=== Page extract ===

Donor Immune Cells Fight Patient Cancer.


In a new study published recently in the journal Science researchers concluded that even if one’s own immune cells cannot recognize and fight their tumors, someone else’s immune cells might. By adding mutated DNA from cancer cells into immune stimulating cells from healthy donors an immune response was created in the healthy immune cells. Then by inserting the donor immune cells back into the immune cells of patients, researchers were able to make cancer patients own immune cells recognize cancer cells.

Two major reasons that immune cells do not control cancer cells are: 1) activity of immune cells is controlled by many “brakes” that can interfere with their function, and research is now looking at ways to inactivate these brakes. and 2) In some patients, immune cells may not recognize the cancer cells as foreign so helping immune cells recognize cancer is one of the focuses of immunotherapy.

Normally aberrant cells are recognized by immune cells called T cells, that scan the surface of other cells, to check whether they display any protein fragments oj their surface that should not be there. When they recognize this foreign protein fragments, T cells kill the aberrant cells including cancer cells. Researchers first wanted to determine whether T cells of a patient react to all foreign protein fragments on cancer cells and consequently mapped all possible foreign protein fragments (neo-antigens) on the surface of melanoma cells from three different patients. In all 3 patients, the cancer cells seemed to display a large number of different neo-antigens. However, when researchers tried to match these to the T cells derived from within the patient’s tumors, most of the aberrant protein fragments on the tumor cells were unnoticed.

=== What this exercise asks ===
[1] Write out the part of the donor immune cell article that begins at the words "Two major reasons" and stops after the words "focuses of immunotherapy.".
[2] Rewrite the paragraph of the donor immune cell article that begins "Two major reasons that immune cells" as a short list, keeping its main facts.
[3] Proceed with the donor immune cell article from the point where it stops.

=== Record set ===
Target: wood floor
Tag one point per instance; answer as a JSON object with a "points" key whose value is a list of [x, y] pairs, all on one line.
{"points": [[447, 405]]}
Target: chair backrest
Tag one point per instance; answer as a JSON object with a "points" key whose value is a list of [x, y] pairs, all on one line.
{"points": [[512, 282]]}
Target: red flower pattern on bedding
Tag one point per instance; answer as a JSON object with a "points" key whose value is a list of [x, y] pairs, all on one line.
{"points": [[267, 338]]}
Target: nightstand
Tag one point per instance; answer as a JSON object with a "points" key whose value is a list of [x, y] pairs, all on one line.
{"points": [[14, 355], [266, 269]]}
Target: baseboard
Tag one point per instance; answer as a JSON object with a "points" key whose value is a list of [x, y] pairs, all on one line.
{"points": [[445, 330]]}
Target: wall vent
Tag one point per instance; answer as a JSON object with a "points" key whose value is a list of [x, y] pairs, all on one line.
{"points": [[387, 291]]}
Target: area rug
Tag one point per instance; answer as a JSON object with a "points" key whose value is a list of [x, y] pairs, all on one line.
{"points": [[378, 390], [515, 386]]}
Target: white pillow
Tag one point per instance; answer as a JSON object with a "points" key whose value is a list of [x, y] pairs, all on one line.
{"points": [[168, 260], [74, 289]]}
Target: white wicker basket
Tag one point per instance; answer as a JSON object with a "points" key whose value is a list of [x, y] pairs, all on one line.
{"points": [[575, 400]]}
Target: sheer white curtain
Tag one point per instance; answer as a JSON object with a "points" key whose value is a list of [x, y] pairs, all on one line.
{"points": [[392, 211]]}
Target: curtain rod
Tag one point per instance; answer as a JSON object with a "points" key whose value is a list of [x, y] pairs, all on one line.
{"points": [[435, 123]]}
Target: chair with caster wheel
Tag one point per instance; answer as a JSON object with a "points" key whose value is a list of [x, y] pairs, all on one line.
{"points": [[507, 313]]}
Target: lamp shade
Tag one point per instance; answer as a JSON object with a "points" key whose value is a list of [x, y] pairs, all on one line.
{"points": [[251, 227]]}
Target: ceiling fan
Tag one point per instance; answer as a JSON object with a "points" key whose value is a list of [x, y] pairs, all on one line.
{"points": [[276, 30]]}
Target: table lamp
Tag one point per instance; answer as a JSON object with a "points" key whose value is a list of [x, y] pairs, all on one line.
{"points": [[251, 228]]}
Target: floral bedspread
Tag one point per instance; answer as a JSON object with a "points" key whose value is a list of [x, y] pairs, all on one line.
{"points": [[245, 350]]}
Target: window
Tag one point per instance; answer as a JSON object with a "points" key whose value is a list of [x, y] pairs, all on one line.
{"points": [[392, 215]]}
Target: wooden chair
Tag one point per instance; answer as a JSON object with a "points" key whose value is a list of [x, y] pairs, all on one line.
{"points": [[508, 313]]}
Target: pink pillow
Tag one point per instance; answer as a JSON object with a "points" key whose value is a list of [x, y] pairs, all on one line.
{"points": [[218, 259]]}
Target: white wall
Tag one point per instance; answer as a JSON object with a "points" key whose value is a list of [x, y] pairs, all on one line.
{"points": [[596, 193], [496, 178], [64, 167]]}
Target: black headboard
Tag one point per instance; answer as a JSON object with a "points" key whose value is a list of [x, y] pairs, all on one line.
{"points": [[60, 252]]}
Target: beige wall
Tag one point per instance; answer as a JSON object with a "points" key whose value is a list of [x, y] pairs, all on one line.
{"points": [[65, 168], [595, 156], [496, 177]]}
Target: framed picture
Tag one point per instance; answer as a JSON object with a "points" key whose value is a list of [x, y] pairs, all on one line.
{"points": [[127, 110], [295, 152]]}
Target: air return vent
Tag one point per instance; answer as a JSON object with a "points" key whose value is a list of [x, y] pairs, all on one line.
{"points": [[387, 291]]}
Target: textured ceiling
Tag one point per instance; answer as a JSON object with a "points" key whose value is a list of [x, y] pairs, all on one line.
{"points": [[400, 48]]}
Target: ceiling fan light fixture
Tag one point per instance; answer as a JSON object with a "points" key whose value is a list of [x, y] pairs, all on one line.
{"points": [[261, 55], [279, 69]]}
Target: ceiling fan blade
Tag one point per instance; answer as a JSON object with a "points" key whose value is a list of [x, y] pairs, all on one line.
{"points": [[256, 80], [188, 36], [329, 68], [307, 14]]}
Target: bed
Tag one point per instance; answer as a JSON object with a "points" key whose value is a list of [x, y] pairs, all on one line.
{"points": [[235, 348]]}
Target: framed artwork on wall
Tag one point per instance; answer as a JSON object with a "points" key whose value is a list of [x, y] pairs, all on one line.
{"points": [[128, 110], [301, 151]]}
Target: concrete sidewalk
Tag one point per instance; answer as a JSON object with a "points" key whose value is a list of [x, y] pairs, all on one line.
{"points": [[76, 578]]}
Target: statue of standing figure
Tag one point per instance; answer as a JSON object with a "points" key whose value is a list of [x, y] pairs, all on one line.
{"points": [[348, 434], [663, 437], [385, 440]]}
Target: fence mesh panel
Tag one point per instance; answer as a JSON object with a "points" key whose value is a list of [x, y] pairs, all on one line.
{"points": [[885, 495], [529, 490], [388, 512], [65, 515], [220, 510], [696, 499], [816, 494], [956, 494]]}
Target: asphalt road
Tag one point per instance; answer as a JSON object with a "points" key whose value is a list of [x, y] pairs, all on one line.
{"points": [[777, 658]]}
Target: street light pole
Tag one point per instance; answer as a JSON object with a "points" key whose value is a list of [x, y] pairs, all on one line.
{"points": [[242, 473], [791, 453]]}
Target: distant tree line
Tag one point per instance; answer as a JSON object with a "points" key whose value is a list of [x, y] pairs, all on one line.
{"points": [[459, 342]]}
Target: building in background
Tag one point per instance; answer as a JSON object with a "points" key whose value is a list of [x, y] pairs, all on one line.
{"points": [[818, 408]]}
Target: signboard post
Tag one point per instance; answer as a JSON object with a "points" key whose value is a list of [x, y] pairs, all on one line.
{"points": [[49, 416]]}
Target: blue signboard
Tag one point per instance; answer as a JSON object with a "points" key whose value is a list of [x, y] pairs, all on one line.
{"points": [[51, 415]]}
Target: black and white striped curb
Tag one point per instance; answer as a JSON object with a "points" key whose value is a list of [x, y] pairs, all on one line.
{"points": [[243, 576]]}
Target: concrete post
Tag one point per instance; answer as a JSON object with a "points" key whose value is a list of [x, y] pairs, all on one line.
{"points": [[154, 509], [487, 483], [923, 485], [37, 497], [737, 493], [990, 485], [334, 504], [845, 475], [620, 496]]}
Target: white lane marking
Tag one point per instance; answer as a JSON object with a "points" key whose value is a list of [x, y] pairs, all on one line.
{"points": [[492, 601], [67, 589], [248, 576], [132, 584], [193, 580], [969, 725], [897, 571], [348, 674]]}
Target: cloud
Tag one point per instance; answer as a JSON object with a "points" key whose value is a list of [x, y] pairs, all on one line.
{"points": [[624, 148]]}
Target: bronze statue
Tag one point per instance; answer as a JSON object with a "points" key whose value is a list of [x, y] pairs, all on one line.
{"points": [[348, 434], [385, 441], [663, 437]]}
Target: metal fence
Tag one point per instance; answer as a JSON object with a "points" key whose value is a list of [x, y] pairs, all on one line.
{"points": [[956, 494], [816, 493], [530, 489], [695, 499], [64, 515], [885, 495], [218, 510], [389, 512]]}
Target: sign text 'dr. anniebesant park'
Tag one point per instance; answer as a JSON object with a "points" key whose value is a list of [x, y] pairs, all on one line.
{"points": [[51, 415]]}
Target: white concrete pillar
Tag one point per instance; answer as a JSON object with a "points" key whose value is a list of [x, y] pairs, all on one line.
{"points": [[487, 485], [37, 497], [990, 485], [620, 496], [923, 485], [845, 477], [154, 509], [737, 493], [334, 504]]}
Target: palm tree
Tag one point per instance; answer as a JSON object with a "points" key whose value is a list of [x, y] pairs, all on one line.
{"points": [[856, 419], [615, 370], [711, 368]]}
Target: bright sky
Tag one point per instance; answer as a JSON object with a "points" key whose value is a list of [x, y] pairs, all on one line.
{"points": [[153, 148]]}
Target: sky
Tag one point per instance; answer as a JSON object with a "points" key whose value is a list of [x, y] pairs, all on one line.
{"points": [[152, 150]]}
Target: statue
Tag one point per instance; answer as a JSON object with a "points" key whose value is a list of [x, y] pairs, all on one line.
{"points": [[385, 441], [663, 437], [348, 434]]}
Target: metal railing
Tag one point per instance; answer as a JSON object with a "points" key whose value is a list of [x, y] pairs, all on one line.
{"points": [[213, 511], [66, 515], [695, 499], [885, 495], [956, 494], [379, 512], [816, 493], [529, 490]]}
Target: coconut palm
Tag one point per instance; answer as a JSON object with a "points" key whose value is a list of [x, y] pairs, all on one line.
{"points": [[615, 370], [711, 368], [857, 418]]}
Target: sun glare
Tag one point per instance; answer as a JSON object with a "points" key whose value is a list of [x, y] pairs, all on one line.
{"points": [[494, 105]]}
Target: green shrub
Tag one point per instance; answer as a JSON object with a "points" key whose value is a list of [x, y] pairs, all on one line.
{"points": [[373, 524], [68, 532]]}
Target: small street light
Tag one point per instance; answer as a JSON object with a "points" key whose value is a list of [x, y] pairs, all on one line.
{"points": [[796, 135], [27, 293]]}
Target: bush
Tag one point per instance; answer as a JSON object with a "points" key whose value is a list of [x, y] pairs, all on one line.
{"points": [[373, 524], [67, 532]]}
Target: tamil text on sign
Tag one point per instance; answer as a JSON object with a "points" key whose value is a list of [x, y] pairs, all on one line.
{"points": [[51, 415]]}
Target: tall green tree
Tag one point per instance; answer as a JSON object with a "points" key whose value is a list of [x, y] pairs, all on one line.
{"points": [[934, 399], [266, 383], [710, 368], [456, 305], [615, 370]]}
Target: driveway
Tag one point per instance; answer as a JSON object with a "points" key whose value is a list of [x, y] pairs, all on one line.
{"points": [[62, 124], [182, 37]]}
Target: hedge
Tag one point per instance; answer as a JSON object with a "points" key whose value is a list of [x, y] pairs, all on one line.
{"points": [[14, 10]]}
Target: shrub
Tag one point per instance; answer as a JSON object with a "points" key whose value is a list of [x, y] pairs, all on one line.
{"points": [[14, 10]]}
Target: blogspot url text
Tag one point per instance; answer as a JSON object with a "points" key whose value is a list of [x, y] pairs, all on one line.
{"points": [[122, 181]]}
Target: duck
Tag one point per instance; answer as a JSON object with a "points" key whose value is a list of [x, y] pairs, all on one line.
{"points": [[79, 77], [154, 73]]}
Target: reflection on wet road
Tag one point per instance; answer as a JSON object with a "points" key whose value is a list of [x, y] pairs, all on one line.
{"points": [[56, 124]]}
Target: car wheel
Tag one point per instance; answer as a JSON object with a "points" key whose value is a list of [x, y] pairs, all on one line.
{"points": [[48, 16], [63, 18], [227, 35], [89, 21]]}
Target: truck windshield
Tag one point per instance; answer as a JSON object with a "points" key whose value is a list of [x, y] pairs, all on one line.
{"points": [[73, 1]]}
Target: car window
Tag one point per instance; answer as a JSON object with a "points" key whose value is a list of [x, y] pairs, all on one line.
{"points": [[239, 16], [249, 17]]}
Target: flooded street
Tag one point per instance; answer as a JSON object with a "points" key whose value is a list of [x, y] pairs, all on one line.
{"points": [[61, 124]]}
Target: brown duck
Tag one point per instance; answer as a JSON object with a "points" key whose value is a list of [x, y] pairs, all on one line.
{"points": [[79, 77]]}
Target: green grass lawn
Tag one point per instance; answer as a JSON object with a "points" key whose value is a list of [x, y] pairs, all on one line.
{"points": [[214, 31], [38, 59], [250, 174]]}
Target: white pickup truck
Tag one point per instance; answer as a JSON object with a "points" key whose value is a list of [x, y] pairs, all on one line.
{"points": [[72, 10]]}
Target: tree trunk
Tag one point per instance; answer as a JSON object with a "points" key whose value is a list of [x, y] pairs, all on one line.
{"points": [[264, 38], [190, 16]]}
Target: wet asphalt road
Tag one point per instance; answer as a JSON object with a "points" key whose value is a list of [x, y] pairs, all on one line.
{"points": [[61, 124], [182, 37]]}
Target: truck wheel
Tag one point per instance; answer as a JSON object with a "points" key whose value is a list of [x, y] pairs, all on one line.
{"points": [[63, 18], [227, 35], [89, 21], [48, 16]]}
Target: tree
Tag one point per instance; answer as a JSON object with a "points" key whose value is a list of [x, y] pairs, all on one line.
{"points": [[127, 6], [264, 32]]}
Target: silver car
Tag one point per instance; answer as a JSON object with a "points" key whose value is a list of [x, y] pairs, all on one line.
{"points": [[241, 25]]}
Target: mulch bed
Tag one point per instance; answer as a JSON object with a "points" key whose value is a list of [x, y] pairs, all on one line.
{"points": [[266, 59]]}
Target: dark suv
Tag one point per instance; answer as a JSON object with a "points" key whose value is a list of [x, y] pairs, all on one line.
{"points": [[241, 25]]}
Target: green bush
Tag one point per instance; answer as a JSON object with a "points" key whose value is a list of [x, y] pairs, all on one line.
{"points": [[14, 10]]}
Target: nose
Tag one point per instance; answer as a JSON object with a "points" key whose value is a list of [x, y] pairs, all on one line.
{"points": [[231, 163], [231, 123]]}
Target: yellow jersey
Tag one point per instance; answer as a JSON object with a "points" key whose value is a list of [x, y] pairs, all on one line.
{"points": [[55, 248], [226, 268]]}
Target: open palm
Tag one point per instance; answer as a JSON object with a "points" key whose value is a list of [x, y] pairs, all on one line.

=== Results of the exercise ===
[1]
Two major reasons that immune cells do not control cancer cells are: 1) activity of immune cells is controlled by many “brakes” that can interfere with their function, and research is now looking at ways to inactivate these brakes. and 2) In some patients, immune cells may not recognize the cancer cells as foreign so helping immune cells recognize cancer is one of the focuses of immunotherapy.

[2]
- Immune cell activity is controlled by many "brakes" that can interfere with their function, and research is looking at ways to inactivate them.
- In some patients, immune cells may not recognize cancer cells as foreign, so helping them recognize cancer is a focus of immunotherapy.

[3]
Researchers were then interested in determining whether a borrowed immune system could see the cancer cells of the patient as aberrant. They used the T cells from healthy volunteers to see if they would locate the neo-antigens. They found that the borrowed T cells could detect a significant number of the neo-antigens that had not been seen by the patients T cells. Researchers said ” In a way, our findings show that the immune response in cancer patients can be strengthened; there is more on the cancer cells that make them foreign that we can exploit. ”  Researchers conclude that their research showed that the principle of outsourcing cancer immunity to a donor is sound. However, more work needs to be done before patients will benefit from this approach.